[Labeled-object pointing entries]
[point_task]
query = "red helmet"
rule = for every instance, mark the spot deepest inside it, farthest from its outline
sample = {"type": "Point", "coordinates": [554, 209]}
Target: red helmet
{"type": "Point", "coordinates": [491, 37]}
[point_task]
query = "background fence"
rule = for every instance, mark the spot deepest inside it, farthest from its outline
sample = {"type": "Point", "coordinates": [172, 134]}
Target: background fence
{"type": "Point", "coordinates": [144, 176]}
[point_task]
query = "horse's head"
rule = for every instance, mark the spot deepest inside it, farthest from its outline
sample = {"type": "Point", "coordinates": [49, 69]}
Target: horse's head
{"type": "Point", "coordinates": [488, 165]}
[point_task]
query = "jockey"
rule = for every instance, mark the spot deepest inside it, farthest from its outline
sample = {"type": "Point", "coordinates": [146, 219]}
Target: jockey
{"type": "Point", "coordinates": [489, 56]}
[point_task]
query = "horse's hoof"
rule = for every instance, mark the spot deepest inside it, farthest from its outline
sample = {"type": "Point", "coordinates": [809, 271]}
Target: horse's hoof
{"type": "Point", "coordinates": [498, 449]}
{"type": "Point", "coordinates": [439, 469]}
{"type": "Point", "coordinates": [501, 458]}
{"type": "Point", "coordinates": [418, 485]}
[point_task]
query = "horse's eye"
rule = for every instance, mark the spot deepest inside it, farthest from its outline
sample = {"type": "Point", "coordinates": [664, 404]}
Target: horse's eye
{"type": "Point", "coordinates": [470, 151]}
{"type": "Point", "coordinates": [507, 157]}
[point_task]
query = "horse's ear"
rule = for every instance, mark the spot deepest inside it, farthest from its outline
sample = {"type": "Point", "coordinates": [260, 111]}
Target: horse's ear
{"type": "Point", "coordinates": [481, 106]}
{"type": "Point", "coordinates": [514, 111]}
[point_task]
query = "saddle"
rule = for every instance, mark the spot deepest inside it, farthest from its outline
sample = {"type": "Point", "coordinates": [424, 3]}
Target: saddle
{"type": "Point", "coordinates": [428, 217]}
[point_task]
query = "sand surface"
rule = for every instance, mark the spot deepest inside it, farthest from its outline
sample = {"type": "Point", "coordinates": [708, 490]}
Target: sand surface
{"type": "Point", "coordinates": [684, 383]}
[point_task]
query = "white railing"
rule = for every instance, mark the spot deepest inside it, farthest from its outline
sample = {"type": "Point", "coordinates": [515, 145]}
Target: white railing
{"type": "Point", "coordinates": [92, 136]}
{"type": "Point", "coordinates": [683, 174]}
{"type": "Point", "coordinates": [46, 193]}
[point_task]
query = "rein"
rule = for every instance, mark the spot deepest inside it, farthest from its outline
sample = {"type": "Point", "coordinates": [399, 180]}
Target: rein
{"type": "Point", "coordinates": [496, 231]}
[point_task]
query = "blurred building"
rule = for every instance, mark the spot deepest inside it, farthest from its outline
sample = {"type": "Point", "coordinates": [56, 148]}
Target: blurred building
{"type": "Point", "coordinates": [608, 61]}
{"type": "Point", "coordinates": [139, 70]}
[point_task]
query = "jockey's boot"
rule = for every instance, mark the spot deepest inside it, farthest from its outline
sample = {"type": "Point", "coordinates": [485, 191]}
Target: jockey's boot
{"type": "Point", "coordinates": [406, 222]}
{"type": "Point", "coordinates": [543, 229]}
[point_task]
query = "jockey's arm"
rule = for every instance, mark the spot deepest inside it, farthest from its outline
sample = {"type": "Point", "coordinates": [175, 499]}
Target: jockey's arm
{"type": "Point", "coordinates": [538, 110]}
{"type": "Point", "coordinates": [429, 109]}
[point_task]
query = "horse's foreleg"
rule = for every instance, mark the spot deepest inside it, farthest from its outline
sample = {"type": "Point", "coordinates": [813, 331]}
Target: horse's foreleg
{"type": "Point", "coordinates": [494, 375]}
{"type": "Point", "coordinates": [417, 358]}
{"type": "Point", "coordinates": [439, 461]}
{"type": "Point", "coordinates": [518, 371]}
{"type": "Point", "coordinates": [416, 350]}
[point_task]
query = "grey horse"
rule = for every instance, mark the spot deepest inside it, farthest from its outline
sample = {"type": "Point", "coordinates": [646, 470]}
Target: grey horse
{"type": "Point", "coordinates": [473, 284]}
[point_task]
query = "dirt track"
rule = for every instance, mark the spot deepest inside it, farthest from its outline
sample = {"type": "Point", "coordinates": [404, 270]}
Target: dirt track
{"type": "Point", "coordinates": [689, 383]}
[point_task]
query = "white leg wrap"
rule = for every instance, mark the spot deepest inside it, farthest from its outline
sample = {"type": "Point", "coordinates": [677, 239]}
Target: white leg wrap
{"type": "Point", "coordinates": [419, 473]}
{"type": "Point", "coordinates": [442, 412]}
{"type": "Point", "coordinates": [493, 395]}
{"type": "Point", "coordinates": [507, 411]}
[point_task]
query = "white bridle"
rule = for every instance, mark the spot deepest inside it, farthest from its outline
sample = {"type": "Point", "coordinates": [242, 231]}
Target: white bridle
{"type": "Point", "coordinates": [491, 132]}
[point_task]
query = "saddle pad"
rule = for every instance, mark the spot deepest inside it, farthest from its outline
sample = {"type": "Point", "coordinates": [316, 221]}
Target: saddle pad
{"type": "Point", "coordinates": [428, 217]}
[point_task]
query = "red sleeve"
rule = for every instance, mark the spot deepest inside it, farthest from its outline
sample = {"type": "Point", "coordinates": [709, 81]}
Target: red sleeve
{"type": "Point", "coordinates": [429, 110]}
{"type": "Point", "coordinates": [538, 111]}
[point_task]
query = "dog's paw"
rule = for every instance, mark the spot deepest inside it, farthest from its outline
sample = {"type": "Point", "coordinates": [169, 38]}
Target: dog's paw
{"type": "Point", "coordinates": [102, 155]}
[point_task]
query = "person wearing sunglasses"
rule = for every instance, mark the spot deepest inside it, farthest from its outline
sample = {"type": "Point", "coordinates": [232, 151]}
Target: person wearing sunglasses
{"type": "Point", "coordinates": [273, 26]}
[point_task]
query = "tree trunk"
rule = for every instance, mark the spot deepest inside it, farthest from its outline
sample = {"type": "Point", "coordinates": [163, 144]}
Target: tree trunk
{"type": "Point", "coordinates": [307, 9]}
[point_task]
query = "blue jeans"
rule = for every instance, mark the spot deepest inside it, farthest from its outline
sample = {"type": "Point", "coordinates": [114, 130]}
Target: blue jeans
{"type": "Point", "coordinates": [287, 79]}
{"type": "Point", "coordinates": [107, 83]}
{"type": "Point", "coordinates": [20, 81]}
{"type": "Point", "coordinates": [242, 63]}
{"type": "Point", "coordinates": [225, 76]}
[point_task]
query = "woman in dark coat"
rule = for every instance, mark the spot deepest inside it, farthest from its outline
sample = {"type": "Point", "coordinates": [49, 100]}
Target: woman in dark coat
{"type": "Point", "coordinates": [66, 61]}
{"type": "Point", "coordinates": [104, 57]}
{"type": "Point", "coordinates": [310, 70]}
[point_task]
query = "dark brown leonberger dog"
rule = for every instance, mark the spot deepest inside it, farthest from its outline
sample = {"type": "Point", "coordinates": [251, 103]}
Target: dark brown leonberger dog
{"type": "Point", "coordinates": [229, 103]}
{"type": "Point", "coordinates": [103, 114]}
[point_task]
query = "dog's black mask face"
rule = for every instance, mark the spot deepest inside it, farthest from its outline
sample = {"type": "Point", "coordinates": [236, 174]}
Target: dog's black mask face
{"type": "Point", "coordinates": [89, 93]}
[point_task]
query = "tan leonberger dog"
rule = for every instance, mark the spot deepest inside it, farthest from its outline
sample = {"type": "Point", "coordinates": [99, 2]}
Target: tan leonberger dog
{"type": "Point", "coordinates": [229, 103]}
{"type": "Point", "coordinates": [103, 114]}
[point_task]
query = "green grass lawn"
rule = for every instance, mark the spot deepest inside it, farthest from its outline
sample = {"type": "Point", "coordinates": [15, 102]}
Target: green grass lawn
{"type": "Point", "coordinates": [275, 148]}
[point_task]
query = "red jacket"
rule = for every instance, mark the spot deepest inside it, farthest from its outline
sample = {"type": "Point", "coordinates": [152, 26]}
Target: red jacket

» Set task
Please gather every line in the material above that contains the word "wearing" and copy each one out. Case counts.

» Final result
query = "person wearing sunglasses"
Target: person wearing sunglasses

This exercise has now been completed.